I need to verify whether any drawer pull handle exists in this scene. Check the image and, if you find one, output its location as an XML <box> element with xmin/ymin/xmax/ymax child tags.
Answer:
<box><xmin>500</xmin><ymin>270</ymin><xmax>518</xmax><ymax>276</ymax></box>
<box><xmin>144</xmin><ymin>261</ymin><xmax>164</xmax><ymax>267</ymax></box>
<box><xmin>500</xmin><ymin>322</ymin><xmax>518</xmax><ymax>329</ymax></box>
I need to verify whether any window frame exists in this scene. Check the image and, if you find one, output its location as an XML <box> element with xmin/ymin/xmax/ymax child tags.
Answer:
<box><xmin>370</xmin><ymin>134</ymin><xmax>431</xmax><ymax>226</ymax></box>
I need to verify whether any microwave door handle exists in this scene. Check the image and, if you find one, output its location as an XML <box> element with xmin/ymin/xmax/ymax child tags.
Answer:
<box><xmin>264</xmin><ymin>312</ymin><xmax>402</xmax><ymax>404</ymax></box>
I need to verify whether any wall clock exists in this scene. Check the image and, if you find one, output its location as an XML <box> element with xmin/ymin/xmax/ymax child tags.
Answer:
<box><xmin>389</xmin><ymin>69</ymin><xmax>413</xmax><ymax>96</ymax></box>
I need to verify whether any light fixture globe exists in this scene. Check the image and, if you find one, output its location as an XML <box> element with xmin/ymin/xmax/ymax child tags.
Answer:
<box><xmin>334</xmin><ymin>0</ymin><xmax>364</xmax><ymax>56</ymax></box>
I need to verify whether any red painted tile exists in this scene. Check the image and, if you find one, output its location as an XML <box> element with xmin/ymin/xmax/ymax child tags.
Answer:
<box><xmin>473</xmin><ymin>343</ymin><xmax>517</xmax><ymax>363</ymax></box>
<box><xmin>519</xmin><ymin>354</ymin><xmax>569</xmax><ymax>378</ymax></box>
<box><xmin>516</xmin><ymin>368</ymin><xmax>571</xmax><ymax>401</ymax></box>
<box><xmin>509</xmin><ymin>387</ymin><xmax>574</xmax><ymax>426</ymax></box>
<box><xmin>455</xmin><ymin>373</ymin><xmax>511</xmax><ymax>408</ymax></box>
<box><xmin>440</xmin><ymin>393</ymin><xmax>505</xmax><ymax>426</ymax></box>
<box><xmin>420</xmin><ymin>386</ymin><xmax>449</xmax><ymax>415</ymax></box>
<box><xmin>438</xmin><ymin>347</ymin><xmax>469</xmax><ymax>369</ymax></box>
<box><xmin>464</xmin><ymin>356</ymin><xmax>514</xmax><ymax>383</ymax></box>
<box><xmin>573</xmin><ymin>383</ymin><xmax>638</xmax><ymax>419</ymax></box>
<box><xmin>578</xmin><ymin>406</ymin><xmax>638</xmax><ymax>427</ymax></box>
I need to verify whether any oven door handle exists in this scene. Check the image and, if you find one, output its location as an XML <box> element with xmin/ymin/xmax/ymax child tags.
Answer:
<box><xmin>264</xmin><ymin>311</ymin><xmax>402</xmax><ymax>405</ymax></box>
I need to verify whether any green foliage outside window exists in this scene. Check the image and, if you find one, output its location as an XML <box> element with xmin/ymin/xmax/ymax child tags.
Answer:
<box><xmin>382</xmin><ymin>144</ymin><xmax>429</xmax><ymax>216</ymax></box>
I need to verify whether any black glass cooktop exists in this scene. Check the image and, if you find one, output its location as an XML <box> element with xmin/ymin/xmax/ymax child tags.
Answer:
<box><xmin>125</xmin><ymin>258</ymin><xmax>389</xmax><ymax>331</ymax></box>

> _YOUR TASK_
List every line of the data above that contains the word "handle", copying each such line in full.

> _COMPLETED TASK_
I need to verify whether any drawer pull handle exists in this scene. Check the image and, if you find one, output its location as an XML <box> element with xmin/ymin/xmax/ymax child tags.
I need to verify whether any microwave door handle exists in this scene. Check the image and, if you find one, output its location as an XML <box> element with xmin/ymin/xmax/ymax child tags.
I need to verify whether any oven door handle exists in this scene. Check the image and, if you find one, output its location as an XML <box> element with xmin/ymin/xmax/ymax child tags.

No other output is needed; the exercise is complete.